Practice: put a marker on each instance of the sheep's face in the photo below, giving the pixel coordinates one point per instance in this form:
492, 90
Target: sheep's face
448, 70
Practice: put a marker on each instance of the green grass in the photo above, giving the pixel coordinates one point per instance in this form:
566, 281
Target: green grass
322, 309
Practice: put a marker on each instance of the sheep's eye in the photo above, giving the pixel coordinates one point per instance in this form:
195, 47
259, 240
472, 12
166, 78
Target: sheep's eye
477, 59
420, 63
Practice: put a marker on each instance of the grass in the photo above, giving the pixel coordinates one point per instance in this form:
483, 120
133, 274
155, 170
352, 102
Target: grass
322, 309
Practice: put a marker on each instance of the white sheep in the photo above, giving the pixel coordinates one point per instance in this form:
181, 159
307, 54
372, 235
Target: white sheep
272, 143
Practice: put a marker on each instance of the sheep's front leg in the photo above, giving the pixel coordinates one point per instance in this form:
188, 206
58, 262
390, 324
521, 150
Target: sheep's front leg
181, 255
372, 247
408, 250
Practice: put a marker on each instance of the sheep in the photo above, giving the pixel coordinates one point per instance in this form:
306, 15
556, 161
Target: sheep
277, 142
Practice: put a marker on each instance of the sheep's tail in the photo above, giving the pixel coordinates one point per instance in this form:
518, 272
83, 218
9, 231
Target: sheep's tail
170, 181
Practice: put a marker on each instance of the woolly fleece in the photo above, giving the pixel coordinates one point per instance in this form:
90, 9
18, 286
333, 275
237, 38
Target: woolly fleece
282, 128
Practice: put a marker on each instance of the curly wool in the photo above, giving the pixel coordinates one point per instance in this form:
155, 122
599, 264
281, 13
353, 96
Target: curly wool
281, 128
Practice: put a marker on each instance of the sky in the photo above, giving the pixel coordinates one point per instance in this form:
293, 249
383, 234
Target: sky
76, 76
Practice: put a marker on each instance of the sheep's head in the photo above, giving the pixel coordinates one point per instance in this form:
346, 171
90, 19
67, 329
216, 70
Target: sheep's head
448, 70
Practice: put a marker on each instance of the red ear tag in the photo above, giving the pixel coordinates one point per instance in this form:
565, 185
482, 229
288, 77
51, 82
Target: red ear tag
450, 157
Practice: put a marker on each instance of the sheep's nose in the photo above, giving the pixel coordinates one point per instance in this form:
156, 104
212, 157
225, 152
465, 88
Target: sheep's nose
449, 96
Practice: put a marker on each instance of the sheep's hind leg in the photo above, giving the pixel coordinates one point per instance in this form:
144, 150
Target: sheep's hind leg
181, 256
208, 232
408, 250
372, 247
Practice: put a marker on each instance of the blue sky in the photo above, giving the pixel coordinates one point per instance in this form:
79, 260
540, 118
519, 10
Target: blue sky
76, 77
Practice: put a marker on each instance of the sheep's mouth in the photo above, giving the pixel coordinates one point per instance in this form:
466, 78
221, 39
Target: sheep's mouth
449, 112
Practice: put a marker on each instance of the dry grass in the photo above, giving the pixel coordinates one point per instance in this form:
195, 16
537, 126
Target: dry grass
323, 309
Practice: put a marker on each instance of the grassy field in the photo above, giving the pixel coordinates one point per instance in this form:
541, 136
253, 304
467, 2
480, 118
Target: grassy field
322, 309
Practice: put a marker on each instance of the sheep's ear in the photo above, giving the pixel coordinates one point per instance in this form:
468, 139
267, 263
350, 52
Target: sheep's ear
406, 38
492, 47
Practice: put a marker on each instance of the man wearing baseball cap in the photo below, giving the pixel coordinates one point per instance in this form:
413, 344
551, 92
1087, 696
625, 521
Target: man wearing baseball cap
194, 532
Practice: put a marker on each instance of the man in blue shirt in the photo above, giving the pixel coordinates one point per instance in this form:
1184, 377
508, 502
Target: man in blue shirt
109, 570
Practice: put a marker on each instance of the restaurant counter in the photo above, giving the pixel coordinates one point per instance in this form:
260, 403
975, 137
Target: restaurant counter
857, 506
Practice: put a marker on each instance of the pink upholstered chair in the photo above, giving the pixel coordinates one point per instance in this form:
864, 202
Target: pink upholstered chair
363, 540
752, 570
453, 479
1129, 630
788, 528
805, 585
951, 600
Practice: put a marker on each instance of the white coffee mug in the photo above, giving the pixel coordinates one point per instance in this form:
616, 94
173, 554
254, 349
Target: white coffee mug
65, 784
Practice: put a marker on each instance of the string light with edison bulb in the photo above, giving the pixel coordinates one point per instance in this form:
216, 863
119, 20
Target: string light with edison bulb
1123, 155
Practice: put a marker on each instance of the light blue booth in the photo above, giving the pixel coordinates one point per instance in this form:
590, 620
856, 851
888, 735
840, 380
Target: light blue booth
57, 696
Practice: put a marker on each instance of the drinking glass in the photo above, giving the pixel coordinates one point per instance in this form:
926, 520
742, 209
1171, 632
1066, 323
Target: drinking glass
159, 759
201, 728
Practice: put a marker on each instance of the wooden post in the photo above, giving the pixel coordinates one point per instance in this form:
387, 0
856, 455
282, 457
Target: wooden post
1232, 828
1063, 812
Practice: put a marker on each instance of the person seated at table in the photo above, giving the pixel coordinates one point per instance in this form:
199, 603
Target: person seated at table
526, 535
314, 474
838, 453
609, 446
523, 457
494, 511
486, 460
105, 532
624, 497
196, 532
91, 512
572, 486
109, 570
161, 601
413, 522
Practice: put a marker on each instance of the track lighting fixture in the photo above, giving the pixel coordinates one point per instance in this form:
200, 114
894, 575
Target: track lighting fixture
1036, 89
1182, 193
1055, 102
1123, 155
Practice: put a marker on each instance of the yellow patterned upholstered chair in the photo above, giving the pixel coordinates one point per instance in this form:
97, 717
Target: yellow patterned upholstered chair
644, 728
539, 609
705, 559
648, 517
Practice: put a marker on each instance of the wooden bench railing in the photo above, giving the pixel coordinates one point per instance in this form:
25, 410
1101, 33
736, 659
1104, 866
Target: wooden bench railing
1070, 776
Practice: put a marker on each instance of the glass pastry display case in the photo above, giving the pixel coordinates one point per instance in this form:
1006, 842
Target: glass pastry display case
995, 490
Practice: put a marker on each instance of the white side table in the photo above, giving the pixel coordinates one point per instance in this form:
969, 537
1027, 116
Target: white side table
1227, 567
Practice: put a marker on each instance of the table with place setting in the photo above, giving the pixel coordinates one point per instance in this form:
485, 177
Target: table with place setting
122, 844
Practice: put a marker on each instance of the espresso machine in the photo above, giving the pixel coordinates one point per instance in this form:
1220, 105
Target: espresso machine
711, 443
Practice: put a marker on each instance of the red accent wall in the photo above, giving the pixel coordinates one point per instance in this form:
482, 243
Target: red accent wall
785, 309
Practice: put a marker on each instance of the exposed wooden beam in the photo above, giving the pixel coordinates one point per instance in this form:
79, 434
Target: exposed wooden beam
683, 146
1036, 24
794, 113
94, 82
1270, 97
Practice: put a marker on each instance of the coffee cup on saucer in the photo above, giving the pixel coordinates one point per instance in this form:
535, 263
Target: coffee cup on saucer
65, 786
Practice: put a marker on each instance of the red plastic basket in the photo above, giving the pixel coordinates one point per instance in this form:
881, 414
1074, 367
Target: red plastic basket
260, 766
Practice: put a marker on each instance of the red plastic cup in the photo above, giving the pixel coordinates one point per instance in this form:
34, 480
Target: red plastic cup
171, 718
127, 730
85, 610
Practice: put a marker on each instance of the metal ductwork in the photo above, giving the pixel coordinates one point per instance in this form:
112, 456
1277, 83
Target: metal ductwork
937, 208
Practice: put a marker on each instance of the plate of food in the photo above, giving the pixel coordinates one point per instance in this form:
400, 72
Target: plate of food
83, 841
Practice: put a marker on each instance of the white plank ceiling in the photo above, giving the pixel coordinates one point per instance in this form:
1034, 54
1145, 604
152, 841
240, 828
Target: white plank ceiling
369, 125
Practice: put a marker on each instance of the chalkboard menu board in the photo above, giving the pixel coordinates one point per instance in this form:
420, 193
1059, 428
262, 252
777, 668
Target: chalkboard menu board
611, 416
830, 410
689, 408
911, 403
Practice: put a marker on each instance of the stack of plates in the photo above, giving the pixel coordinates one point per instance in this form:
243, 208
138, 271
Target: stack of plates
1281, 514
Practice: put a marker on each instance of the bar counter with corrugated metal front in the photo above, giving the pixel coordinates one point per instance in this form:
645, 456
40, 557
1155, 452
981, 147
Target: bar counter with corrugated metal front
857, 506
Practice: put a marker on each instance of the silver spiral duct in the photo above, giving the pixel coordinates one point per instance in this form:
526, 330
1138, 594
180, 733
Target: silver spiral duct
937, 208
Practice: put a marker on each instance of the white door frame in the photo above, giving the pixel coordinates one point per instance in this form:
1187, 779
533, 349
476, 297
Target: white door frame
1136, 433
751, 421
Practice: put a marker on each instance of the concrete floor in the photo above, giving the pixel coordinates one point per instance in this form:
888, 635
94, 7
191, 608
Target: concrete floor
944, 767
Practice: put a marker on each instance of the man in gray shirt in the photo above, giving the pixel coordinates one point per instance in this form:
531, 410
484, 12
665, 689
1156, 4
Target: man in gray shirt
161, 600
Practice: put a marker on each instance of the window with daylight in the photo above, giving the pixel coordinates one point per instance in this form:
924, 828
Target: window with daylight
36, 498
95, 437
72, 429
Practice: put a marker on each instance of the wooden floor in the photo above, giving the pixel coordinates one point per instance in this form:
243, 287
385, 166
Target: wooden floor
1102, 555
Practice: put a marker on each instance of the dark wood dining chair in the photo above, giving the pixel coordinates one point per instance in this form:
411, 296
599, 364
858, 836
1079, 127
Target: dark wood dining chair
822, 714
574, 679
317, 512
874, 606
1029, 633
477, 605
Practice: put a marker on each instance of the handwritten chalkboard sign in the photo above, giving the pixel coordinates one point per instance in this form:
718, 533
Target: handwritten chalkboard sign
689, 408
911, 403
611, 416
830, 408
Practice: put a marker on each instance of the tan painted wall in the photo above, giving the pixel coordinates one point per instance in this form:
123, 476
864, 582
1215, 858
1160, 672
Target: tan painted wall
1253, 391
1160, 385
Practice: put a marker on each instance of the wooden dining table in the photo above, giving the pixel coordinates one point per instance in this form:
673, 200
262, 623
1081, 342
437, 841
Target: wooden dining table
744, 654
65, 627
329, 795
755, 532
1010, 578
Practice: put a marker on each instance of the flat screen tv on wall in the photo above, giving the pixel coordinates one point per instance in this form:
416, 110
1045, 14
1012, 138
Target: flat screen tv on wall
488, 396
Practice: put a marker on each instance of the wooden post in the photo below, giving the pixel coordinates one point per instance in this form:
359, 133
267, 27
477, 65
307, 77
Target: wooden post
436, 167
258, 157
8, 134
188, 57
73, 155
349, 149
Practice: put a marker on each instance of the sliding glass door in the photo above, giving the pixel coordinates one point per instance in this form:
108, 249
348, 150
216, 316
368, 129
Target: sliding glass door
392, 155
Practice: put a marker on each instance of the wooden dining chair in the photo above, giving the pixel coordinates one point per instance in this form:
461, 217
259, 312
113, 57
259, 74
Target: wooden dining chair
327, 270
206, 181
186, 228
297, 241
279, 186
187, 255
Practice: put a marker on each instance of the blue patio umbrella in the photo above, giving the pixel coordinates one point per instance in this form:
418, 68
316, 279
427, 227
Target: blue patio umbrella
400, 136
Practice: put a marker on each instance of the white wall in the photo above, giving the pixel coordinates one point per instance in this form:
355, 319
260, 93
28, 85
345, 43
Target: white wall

To do => Where a line in the records above includes the string "below", show it.

Answer to the problem =>
Practice: put a marker on each instance of the sheep's face in the photo below, giving the pixel coordinates one point per instance in this form:
Practice: put a marker on each instance of the man wearing baseball cap in the photo below, giving the pixel coordinates one point per instance in this form:
Practice: put a marker on each instance of the wooden post in the photo below, giving the pixel coordinates one point per instance in this form:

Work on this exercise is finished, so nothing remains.